═════ Data provided ═════

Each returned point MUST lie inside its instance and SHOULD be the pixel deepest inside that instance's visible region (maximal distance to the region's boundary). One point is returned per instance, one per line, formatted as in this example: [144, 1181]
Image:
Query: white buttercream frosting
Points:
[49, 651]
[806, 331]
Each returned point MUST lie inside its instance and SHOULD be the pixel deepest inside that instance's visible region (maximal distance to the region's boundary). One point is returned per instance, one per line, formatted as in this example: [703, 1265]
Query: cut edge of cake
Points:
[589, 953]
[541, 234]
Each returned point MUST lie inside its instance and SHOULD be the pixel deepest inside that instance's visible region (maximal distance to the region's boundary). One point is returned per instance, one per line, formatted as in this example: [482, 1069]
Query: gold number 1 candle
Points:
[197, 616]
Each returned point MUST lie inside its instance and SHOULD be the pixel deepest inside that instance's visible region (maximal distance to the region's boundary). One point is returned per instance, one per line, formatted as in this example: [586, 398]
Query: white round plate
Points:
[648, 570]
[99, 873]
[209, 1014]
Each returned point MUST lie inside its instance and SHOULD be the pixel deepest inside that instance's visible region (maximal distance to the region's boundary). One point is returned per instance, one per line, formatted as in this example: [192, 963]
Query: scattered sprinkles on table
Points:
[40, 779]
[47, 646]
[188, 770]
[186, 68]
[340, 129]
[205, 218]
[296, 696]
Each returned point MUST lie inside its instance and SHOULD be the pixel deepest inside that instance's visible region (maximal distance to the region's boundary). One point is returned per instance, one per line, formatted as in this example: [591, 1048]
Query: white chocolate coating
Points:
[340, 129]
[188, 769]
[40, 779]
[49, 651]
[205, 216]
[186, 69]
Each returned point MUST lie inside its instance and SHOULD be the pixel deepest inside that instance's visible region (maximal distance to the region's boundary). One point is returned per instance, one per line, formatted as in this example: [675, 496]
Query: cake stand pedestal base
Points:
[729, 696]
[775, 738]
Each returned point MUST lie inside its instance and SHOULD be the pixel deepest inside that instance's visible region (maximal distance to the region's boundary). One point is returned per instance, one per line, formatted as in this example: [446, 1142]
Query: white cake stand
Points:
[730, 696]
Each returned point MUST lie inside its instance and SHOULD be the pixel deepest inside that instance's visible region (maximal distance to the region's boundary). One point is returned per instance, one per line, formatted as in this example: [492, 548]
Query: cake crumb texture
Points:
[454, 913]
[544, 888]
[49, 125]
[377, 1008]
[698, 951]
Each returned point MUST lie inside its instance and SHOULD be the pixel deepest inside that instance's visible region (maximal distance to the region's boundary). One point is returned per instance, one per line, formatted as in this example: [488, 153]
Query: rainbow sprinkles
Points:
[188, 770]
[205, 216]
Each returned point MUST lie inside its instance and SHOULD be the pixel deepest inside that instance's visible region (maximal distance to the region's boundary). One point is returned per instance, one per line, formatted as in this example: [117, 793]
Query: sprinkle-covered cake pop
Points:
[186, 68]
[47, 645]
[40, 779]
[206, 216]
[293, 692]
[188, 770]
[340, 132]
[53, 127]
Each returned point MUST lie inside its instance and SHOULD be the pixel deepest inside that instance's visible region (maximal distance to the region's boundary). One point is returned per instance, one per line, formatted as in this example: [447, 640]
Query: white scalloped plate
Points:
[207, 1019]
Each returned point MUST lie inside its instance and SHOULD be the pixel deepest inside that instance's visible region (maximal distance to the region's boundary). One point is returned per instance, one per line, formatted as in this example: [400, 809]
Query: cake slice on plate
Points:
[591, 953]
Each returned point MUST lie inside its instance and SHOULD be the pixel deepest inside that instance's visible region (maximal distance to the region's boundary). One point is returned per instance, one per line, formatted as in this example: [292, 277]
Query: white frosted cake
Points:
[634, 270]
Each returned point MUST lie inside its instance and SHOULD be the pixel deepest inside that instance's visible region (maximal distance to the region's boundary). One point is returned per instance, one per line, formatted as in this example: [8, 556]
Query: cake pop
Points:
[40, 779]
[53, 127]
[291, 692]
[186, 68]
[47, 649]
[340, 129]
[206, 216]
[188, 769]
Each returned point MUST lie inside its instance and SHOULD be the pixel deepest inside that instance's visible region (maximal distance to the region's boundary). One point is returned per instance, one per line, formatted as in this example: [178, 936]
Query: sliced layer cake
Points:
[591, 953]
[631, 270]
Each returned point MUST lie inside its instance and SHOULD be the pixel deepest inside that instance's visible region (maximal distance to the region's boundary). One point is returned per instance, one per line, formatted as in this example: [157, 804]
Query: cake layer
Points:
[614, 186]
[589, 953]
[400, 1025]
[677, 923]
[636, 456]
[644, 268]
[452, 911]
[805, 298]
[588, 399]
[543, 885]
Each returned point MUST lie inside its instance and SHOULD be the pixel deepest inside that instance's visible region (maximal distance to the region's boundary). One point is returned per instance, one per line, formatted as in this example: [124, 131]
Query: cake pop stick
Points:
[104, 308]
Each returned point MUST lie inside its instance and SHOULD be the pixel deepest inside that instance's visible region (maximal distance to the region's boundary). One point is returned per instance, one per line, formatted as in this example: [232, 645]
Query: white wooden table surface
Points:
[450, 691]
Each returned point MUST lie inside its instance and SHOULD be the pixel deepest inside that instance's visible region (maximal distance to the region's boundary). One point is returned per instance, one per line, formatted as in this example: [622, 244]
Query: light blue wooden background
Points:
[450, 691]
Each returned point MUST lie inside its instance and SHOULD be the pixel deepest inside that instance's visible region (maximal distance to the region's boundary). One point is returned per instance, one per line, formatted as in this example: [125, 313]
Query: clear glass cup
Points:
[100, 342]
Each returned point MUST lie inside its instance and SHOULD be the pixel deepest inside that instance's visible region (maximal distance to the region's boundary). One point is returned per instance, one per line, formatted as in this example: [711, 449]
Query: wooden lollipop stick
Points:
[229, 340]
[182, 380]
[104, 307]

═════

- _About this exercise_:
I need each line above reproduced exactly.

- _Task result_:
Each returned point MUST lie inside its instance and SHOULD be the pixel deepest inside that instance's visible region (maximal distance to the region's boundary). One point is returned per instance, one per line, formatted as in this example: [144, 1181]
Image:
Query: white buttercream frosting
Points:
[49, 651]
[806, 331]
Each returned point MUST lie inside its instance and SHOULD be the pixel deepest inside that instance's visible region (maximal distance to the region's boundary). One point is returned per instance, one per line, formatted as in this example: [703, 1265]
Query: cut edge of cake
Points:
[589, 953]
[541, 234]
Each returned point MUST lie inside its instance and SHOULD be the pixel deepest inside that instance's visible region (maximal distance to the region's boundary). One point is returned per instance, one per line, formatted as in this example: [482, 1069]
Query: gold number 1 candle
Points:
[197, 616]
Each returned point MUST lie inside its instance and SHOULD be the pixel deepest inside that instance's visible region (maximal distance to the region's boundary). One point is returned per instance, one per line, formatted as in this example: [586, 398]
Query: white round plate
Points:
[648, 570]
[99, 873]
[209, 1014]
Each returned point MUST lie inside its instance and SHOULD be the pixel deepest inside that instance's visible region (maximal distance to the region's boundary). One point is returned per instance, one per line, formatted as in this example: [192, 963]
Query: scattered sprinkles on table
Points:
[40, 779]
[47, 646]
[188, 770]
[186, 68]
[340, 129]
[205, 218]
[296, 696]
Each returned point MUST lie inside its instance and SHOULD be the pixel deepest inside that instance's visible region (maximal distance to the region's boundary). One point is returned per instance, one per line, formatted as in this example: [591, 1048]
Query: white chocolate coating
Points:
[340, 129]
[188, 769]
[40, 779]
[49, 651]
[205, 216]
[186, 69]
Each returned point MUST lie inside its instance and SHOULD be the pixel deepest inside that instance's visible region (maximal distance to the region's boundary). One point is returned per instance, one per line, formatted as in this example: [675, 496]
Query: cake stand pedestal base
Points:
[729, 696]
[775, 738]
Each returned point MUST lie inside its instance and SHOULD be the pixel deepest inside that instance's visible region (maximal distance to the region's boundary). One point is returned per instance, one per line, formatted as in this example: [446, 1142]
Query: white cake stand
Points:
[730, 696]
Each returned point MUST lie inside its instance and SHOULD be the pixel deepest inside that instance's visible region (maximal distance to the region's boundary). One point is returned per instance, one per line, formatted as in this example: [492, 548]
Query: cake crumb texture
Points:
[454, 913]
[544, 888]
[49, 125]
[377, 1008]
[698, 951]
Each returned point MUST lie inside its instance and SHOULD be the pixel deepest inside that instance's visible region (maximal distance to the region's boundary). One point is returned per instance, one per line, formatted as in this example: [488, 153]
Query: rainbow sprinkles
Points:
[188, 770]
[205, 216]
Each returned point MUST lie inside its instance and SHOULD be the pixel deepest inside that instance's visible region (maximal distance to the region's boundary). One point is returned per instance, one per line, formatted as in this example: [117, 793]
Query: sprinkle-covered cake pop
Points:
[186, 68]
[47, 645]
[40, 779]
[206, 216]
[293, 692]
[188, 770]
[340, 132]
[53, 127]
Each returned point MUST lie inside its instance and SHOULD be the pixel deepest inside that instance's visible region (maximal distance to the region's boundary). One point is returned per instance, one per line, formatted as in this example: [447, 640]
Query: white scalloped plate
Points:
[207, 1019]
Each returned point MUST lie inside its instance and SHOULD be the pixel deepest inside that instance's visible region (maximal distance to the region's boundary). One point is returned per instance, one per line, formatted as in this example: [400, 809]
Query: cake slice on plate
Points:
[591, 953]
Each returned point MUST lie inside its instance and SHOULD be the pixel deepest inside that instance's visible region (maximal distance to the region's boundary). One point is returned per instance, one per line, formatted as in this example: [292, 277]
Query: white frosted cake
Points:
[634, 270]
Each returned point MUST lie inside its instance and SHOULD be the pixel deepest inside that instance's visible region (maximal distance to the region's boundary). One point is returned per instance, one per line, formatted as in this example: [8, 556]
Query: cake pop
Points:
[40, 779]
[53, 127]
[291, 692]
[186, 68]
[47, 649]
[340, 129]
[206, 216]
[188, 769]
Each returned point MUST lie inside its instance and SHOULD be the pixel deepest inside that instance's visible region (maximal distance to the region's boundary). One point is returned per instance, one per line, formatted as in this example: [178, 936]
Query: sliced layer cake
Points:
[591, 953]
[631, 270]
Each returned point MUST lie inside its instance and SHOULD be the pixel deepest inside that instance's visible region (maximal distance to the region's boundary). One point is returned per instance, one per line, formatted as in this example: [157, 804]
Query: cake layer
Points:
[614, 186]
[589, 953]
[400, 1025]
[677, 923]
[636, 456]
[644, 268]
[452, 911]
[805, 298]
[588, 399]
[543, 885]
Each returned point MUST lie inside its instance and SHOULD be the pixel deepest inside that instance's visible region (maximal distance to the region's boundary). One point is returned per instance, one per line, formatted as in this example: [124, 131]
Query: cake pop stick
Points:
[104, 308]
Each returned point MUST lie inside its instance and SHOULD be the pixel deepest inside that instance's visible region (maximal distance to the region's boundary). One point is returned per instance, one per line, formatted as in this example: [232, 645]
Query: white wooden table surface
Points:
[450, 691]
Each returned point MUST lie inside its instance and SHOULD be the pixel deepest inside that instance's visible region (maximal distance to the region's boundary). One point is returned per instance, one per line, formatted as in this example: [622, 244]
Query: light blue wooden background
Points:
[450, 691]
Each returned point MUST lie inside its instance and SHOULD be the pixel deepest inside that instance's visible region (maximal distance to the region's boundary). One point is returned per instance, one per line, formatted as in this example: [125, 313]
Query: clear glass cup
Points:
[100, 342]
Each returned point MUST lie inside its instance and SHOULD be the pixel deepest inside that instance's visible region (maximal distance to the region's boundary). One point is returned per instance, one per line, formatted as in this example: [711, 449]
Query: wooden lollipop stick
Points:
[229, 340]
[182, 380]
[104, 307]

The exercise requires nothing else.